## Stated task:
Rewrite all the records with "this sample" swapped for "this example" wherever it occurs, keeping everything else the same and leaving out the pictures.

## Task material:
☆ ☆ ☆ ☆ ☆

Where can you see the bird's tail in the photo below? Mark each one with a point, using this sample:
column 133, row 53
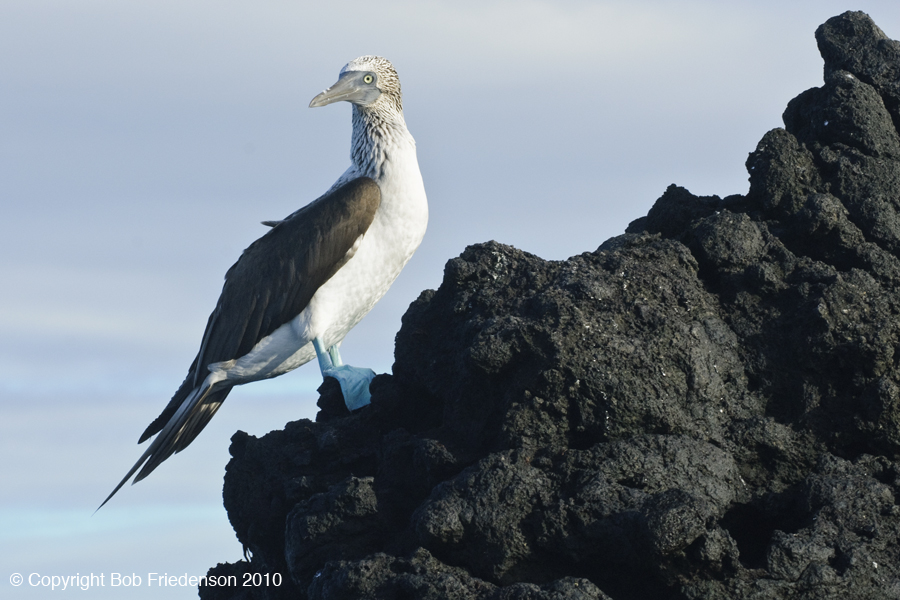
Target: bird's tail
column 191, row 417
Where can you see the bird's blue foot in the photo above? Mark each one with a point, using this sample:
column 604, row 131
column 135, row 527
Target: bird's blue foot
column 354, row 380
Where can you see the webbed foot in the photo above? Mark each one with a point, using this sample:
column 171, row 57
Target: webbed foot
column 354, row 380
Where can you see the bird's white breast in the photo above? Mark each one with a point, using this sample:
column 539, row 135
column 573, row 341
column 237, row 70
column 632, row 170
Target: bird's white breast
column 389, row 243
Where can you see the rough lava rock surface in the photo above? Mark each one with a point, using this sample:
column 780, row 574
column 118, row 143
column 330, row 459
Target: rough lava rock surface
column 707, row 406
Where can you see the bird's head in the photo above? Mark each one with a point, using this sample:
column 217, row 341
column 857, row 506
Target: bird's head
column 367, row 82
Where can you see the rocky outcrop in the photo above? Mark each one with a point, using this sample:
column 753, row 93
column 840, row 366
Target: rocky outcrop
column 707, row 406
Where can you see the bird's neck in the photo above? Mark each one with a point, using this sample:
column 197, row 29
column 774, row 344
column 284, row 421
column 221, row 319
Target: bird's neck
column 377, row 134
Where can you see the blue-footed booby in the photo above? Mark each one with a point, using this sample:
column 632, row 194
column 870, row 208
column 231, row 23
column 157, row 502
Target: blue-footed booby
column 299, row 289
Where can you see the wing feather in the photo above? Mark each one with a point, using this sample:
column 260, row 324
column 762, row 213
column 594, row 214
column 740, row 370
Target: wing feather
column 270, row 284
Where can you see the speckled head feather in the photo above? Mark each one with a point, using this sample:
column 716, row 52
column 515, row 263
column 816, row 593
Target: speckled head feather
column 388, row 81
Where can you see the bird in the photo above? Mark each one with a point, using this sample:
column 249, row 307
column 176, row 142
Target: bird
column 295, row 293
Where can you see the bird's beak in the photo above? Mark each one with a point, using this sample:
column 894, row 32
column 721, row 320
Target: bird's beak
column 349, row 87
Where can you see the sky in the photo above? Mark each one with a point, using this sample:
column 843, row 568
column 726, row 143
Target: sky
column 142, row 142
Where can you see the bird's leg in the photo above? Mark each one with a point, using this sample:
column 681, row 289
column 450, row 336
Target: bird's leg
column 335, row 356
column 354, row 380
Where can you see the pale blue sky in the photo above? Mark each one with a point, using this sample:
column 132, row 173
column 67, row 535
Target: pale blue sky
column 142, row 142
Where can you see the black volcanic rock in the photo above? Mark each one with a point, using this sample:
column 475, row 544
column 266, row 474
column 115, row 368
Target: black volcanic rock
column 705, row 407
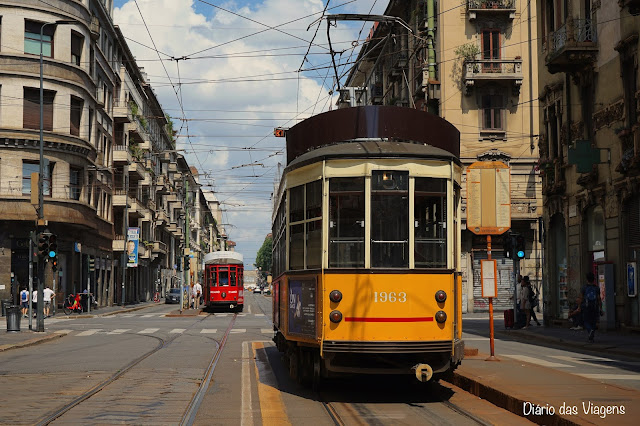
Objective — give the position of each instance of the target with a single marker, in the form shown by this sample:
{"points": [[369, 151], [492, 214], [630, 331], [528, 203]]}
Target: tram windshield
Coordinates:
{"points": [[389, 219]]}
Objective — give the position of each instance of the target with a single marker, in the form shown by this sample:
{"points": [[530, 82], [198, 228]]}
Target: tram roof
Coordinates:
{"points": [[223, 258], [372, 122], [372, 149]]}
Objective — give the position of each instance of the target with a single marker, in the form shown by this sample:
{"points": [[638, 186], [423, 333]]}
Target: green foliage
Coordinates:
{"points": [[468, 51], [264, 256]]}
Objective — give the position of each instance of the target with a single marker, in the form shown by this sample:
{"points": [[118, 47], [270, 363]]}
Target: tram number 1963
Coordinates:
{"points": [[391, 296]]}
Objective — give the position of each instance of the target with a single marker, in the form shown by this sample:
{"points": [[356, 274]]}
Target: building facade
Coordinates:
{"points": [[590, 150], [475, 66], [111, 164]]}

☆ ☆ ☆ ☆ ☆

## Expected answer:
Where can you see the bird's tail in the photo below? Mark each one with a point, using this example:
column 133, row 53
Target: bird's tail
column 191, row 417
Where can you see the bird's blue foot in the photo above? Mark each one with a point, using this example:
column 604, row 131
column 135, row 527
Target: bird's blue foot
column 354, row 380
Where can you see the webbed foot in the photo above? Mark each one with a point, using this example:
column 171, row 57
Target: webbed foot
column 354, row 380
Where can you see the bird's white breast in the photo above? Mark each one with a point, using this example:
column 539, row 135
column 573, row 341
column 237, row 70
column 632, row 170
Target: bird's white breast
column 389, row 243
Where can you see the rough lava rock surface in the photo above? Mark each one with a point, using this example:
column 780, row 574
column 118, row 143
column 330, row 459
Target: rough lava rock surface
column 707, row 406
Where can you see the bird's head in the photo above? Mark each one with a point, using this example:
column 217, row 341
column 857, row 506
Target: bird's head
column 367, row 82
Where can you see the rocky outcrop in the photo above? Mark each one with a point, using this example:
column 753, row 93
column 840, row 366
Target: rocky outcrop
column 707, row 406
Where can you see the bird's neck in the photo above? Mark each one with a point, using this example:
column 197, row 29
column 774, row 344
column 284, row 421
column 221, row 319
Target: bird's neck
column 377, row 134
Where can you see the blue-footed booby in the photo above? Mark each one with a point, using this example:
column 632, row 194
column 870, row 208
column 231, row 23
column 157, row 502
Target: blue-footed booby
column 299, row 289
Where can you see the wing feather in the photo above? Mark each one with a point, using this example:
column 260, row 324
column 762, row 213
column 594, row 214
column 740, row 370
Target: wing feather
column 270, row 284
Where can you see the speckled head feather in the photo above? Mark each one with a point, using this example:
column 716, row 52
column 515, row 263
column 816, row 593
Target: speckled head feather
column 388, row 81
Where can you see the bird in the photo above? Mark each one with a point, using this example:
column 249, row 307
column 176, row 142
Target: bird
column 295, row 293
Where can you see the bird's beak in the photo above? Mark each one with a point, using this example:
column 894, row 32
column 721, row 320
Target: bird's beak
column 349, row 87
Where can you see the sky in the photo above? Mark each one with a point, using this example:
column 843, row 568
column 726, row 143
Target: sky
column 142, row 142
Where can you see the bird's leg in the photo above? Mark each one with a point, using this example:
column 681, row 289
column 450, row 336
Target: bird's leg
column 335, row 356
column 354, row 380
Where can you see the pale blue sky in the photo above? Mark each one with a point, using this example:
column 132, row 173
column 67, row 535
Target: pale blue sky
column 142, row 142
Where can you see the black volcanic rock in the photo above? Mark each one with a point, using this example:
column 475, row 544
column 266, row 474
column 115, row 368
Target: black volcanic rock
column 705, row 407
Objective — give the position of each instance of the target with a single marker, in the form shown by this example:
{"points": [[369, 151], [492, 214], [630, 331], [528, 203]]}
Target: tram windshield
Coordinates:
{"points": [[389, 219]]}
Objective — give the position of each instance of the target with a single marker, in the form shown by this example:
{"points": [[530, 82], [198, 228]]}
Target: tram roof
Coordinates:
{"points": [[223, 258], [372, 122], [372, 149]]}
Objective — give the position of each instance of the target with a single marker, in the form shown by this example:
{"points": [[638, 186], [423, 333]]}
Target: green foliage
Coordinates:
{"points": [[468, 51], [264, 256]]}
Objective — give the position of each instance of the target with a single marker, in the form shown by this example:
{"points": [[118, 47], [270, 363]]}
Target: tram number 1963
Coordinates:
{"points": [[391, 296]]}
Objective — give the position of each instance of the target with a single marker, in the form shown by this example:
{"points": [[356, 274]]}
Target: building facade
Coordinates:
{"points": [[590, 150], [475, 66], [111, 164]]}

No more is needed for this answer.